**Page excerpt**
*** Block opens ***
The past month of my life has not been what I would call "my best days". I had finally graduated school with my Masters and all that was left was to pass my boards. I knew God had my future in His hands so of course I was beyond devastation when I found out I did not pass. I had a day to think about it and then I picked myself up and told myself God had a reason for all of this and I just needed to trust Him.
Trust....such a small word, yet one of the hardest things to do. Over the next few weeks I would definitely begin to understand the meaning of Trust in God.
Shortly after finding out about the test, I went home to be with my family and start preparing and packing for the cruise we were about to go on to celebrate my graduation. My dad had not been feeling so well but we were praying that God would heal him and rest and relaxation in the Caribbean would do him some good. We were wrong. The day we went to port was an exceptionally bad day for him and so we called it quits and decided it might not be the smartest thing to do to get on a boat and sail across the ocean if you don't feel too well. We drove all night and made it back home and within three days dad was admitted to the hospital. Thank God we did not get on that boat!
After many tests they finally discovered what was wrong with my dad and did surgery to fix the problem. It became clear that he was going to be out of commission for awhile and since my sister had to go back to New Jersey and my mom back to work, I was going to be the one to stay home and take care of him.
*** Block closes ***
**Data extracts**
*** Block opens ***
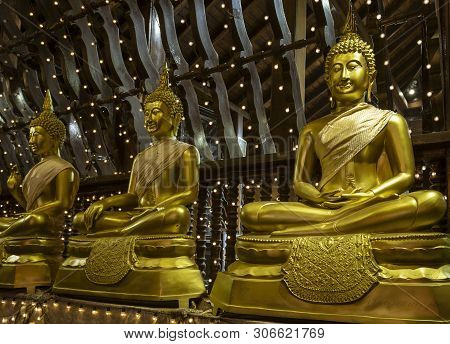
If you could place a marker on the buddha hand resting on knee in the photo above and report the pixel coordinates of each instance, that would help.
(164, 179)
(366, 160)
*** Block closes ***
*** Block opens ***
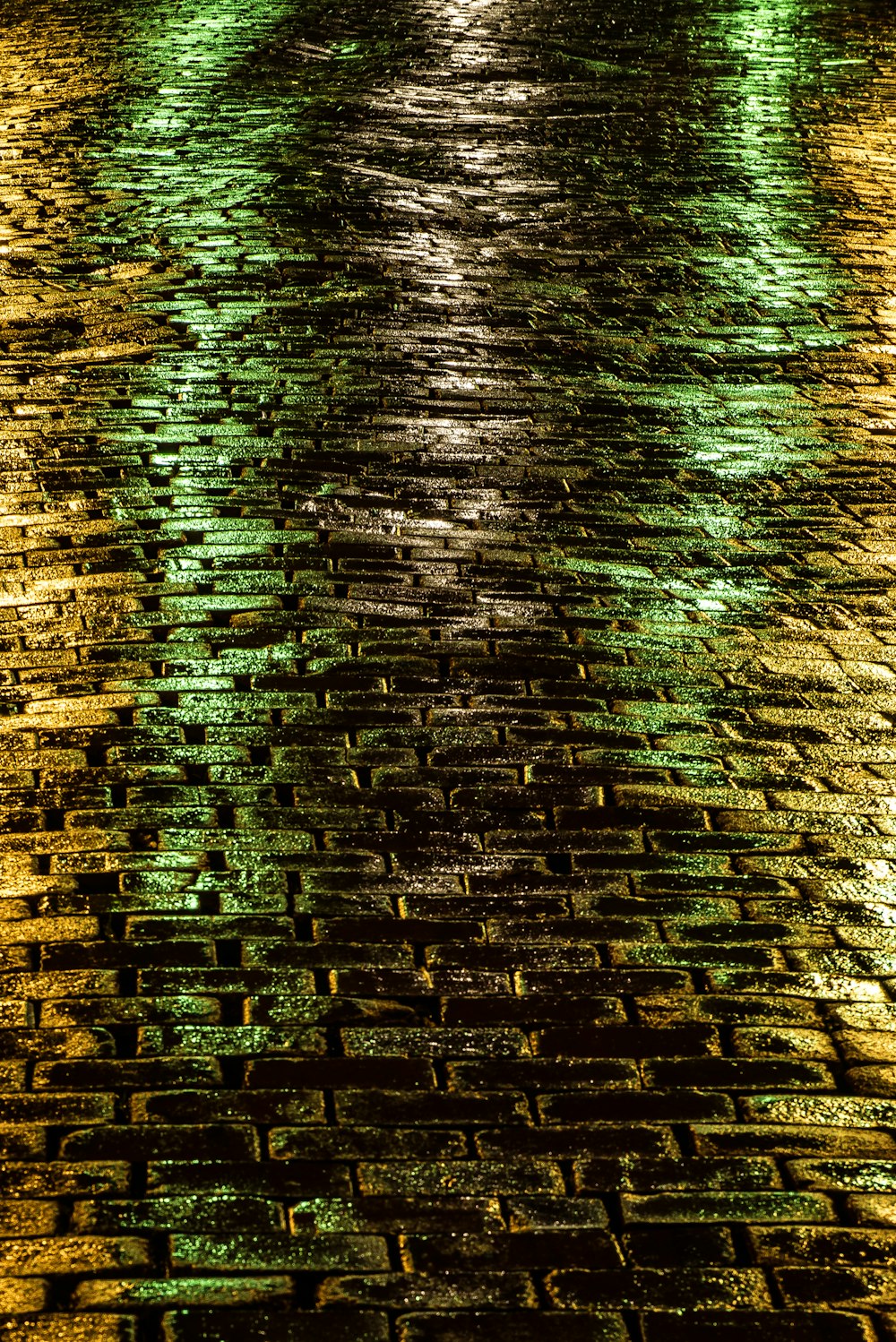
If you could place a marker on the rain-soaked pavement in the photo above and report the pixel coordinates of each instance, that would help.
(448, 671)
*** Block closes ***
*** Block opens ***
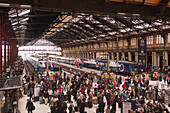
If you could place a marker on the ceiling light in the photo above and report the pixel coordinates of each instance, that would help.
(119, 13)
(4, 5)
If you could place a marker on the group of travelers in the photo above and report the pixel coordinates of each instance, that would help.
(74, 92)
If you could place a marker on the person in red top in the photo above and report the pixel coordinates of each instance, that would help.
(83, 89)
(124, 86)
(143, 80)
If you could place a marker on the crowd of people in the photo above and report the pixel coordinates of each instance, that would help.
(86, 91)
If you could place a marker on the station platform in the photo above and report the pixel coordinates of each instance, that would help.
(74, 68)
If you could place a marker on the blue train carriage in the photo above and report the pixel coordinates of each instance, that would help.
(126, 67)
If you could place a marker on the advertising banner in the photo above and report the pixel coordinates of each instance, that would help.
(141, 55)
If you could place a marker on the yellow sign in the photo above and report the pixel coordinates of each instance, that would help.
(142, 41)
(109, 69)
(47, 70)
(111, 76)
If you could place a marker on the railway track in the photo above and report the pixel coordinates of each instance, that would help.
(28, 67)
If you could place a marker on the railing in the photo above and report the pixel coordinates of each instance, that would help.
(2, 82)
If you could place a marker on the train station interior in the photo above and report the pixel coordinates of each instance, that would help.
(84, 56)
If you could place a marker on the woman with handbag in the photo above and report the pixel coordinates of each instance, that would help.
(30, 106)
*** Block closes ***
Continue the essay above about trusting God after a failed board exam and a father's hospitalization, starting right after its final sentence.

**Result of this task**
God really is great! At that moment I realized if I had passed my test then I would be having to head to work now too, but instead I got to spend some wonderful time with my dad! My family has always been a close one but these past two weeks I really got to spend some quality father daughter time and really got to see how wonderful of a man my dad is. God allowed my dad to turn into a daddy again and steal my heart all over again!
I was walking early one morning and I was watching the sun rise and the song His Glory Appears by Hillsong came on and the lyrics
"And His glory appears
Like the light from the sun
Age to age he shines
Look to the skies
Hear the angels cry
Singing holy is the Lord"
really touched me. I finally realized how much God loves me! He has a magnificent plan for each and everyone of His children. His plan more than often does not match up with mine, but look at the wonderfulness that comes from His plan. Look how He can turn a devastating situation into something so sweet and beautiful. We just have to remember to TRUST that He knows what lies ahead and He knows what is best.